Your objective.
Reproduce every line of the material below verbatim, leaving out the pictures.

Data shown.
---+---
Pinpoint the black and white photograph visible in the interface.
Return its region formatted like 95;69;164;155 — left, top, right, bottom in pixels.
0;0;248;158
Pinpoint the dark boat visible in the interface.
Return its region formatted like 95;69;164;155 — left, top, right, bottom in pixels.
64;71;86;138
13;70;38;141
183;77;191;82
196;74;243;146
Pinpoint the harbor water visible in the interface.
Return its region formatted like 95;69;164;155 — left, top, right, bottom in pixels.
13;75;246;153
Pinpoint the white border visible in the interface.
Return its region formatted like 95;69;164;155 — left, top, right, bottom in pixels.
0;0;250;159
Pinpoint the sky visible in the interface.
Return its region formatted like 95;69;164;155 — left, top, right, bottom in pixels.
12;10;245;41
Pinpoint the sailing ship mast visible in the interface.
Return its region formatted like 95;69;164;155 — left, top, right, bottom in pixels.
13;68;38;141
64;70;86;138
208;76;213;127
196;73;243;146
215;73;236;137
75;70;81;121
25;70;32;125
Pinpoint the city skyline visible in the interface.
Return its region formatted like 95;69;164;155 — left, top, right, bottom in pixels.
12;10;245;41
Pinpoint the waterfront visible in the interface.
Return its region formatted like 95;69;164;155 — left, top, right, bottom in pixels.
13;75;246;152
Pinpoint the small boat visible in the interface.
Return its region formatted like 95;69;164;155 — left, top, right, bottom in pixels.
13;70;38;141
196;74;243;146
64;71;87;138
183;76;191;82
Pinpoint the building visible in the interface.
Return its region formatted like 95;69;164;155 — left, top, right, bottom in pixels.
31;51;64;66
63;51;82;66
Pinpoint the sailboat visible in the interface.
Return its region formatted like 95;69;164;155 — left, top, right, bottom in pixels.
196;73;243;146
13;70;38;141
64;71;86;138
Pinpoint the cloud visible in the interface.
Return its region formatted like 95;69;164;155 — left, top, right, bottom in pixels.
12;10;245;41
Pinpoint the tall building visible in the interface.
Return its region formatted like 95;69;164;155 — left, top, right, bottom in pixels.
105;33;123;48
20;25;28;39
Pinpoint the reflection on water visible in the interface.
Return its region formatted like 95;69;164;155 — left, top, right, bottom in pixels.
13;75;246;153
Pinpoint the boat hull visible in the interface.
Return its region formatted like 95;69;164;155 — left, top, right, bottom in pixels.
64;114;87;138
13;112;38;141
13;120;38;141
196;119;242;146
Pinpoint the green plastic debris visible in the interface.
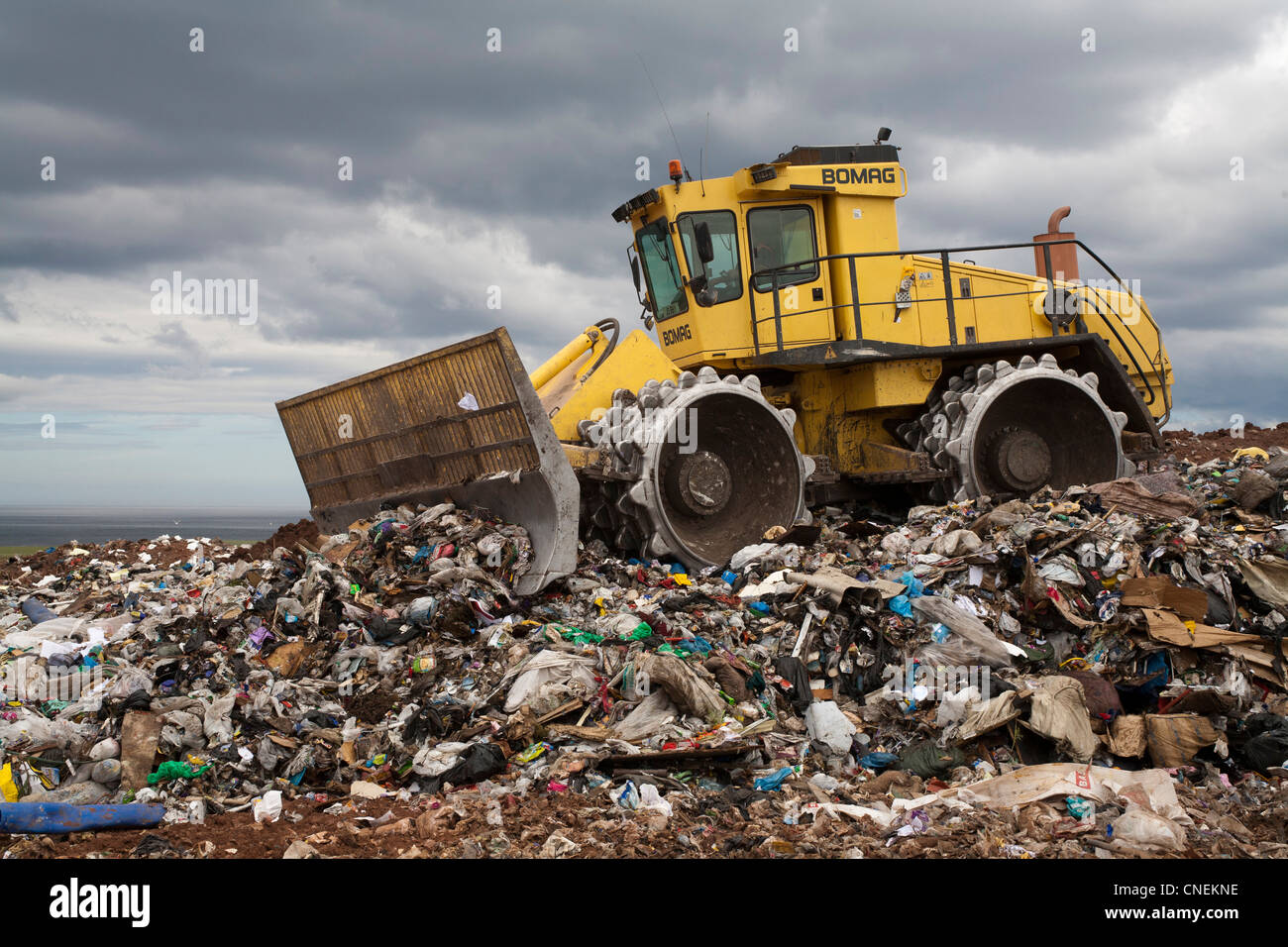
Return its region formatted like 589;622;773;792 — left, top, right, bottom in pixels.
---+---
Task answer.
Pinpoint the black and white photograph visible in the interface.
Return its region formatted like 95;69;164;155 — left, top, right, bottom in pixels.
0;0;248;158
Pinpoint the dark boat visible in the interface.
Return its region formatted like 95;69;164;155 — left, top, right, bottom in pixels.
64;71;86;138
13;70;38;141
183;77;191;82
196;74;243;146
Pinpoint the harbor water visible in the interface.
Return its region formatted like 95;69;164;155 — left, top, right, bottom in pixels.
13;75;246;153
Pinpoint the white border visible in the interface.
Return its region formatted like 95;69;164;155 — left, top, right, bottom in pixels.
0;0;250;159
Pinpoint the sky visible in the interface.
Return its region formatted like 95;69;164;155 — left, top, right, bottom in pixels.
12;10;245;41
Pinpoint the sailing ship mast visible in the interface.
Return its region formatted like 95;69;164;155 — left, top, right, bottom in pixels.
13;68;38;141
64;70;86;138
208;76;213;127
196;73;243;146
215;73;236;137
75;70;81;121
25;70;32;125
Pinpoint the city skyline visible in the interface.
Return its region formatted like 95;69;164;155 — left, top, right, bottom in pixels.
12;10;245;41
Pinpoint the waterfront visible in the interface.
Return its region formatted like 95;69;164;155 — left, top, right, bottom in pixels.
13;75;246;152
Pinpoint the small boat visible in the interface.
Return its region formatted like 95;69;164;155 — left, top, right, bottom in pixels.
13;70;38;141
196;74;243;146
64;71;87;138
183;76;191;82
Pinpoint the building visible in the interface.
Return its region formatted like 95;69;164;155 — left, top, right, bottom in pixels.
31;51;64;66
63;51;82;66
Pinpoint the sailboat visible in the interface.
Return its region formatted like 95;69;164;155 — left, top, right, bottom in pixels.
196;73;243;146
13;70;38;141
64;71;86;138
Pinpoint the cloud visible in the interface.
Return its region formatted like 95;69;164;155 — left, top, right, bottom in pixels.
12;10;245;41
Pinpoint the tall building visible in the interface.
Return its region formatted like 95;69;164;155 — left, top, right, bottom in pixels.
105;33;123;48
20;25;28;39
Pinpoint the reflection on water visible in the interface.
Return its region formatted like 95;69;164;155 — left, top, right, bottom in pixels.
13;75;246;153
Pinpoint the boat hull visible in the interface.
Return its region formatted like 95;69;164;155 — left, top, right, bottom in pixels.
64;114;87;138
13;112;38;141
13;120;38;141
196;119;242;146
Pinpoint the green plastic debris visible in the interface.
Return its region formatted like 589;622;773;792 — left, top, right, bottom in pixels.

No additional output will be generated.